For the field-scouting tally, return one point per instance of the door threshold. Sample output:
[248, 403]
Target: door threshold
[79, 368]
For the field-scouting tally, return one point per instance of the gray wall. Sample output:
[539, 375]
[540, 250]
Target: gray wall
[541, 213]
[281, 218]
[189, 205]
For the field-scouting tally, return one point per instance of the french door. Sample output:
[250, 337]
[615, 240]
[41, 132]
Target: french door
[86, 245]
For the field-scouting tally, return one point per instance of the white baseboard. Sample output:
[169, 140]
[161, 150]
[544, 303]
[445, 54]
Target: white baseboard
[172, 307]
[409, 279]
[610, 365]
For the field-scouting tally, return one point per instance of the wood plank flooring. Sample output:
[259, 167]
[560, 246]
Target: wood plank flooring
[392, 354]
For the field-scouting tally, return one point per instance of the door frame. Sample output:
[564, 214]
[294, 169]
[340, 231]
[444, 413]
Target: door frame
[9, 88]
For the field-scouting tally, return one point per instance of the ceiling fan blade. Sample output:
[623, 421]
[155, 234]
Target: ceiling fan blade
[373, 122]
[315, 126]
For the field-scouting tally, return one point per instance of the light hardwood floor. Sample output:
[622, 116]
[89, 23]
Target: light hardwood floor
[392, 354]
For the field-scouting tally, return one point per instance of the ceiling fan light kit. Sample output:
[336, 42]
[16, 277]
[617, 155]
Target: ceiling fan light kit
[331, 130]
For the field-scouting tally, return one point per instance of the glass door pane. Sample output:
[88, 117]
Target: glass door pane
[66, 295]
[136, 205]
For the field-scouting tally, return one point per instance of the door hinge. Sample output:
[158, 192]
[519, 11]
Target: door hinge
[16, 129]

::::::::::

- **WORK TO COMPLETE**: Quote, without alteration, the final stretch of the entries: the line with "ceiling fan blade." onward to the last line.

- **EXERCISE OUTPUT**:
For the field-scouting tally, return one point per instance of the ceiling fan blade. Sample output:
[623, 421]
[155, 234]
Target: ceiling fan blade
[373, 122]
[315, 126]
For the field-scouting tally, return one point per instance of the light hardwood floor. Sample output:
[622, 116]
[89, 23]
Target: light hardwood floor
[392, 354]
For the field-scouting tally, return one point per instance of the ceiling fan light kit. Sample output:
[336, 42]
[16, 277]
[617, 155]
Target: ceiling fan light kit
[331, 130]
For the field-scouting tally, return one point per instance of the glass door pane. Sample output:
[88, 117]
Target: glass door pane
[66, 295]
[136, 205]
For the field-scouting tally, return one point per instance of the door hinge. Sample output:
[158, 192]
[519, 11]
Target: door hinge
[16, 129]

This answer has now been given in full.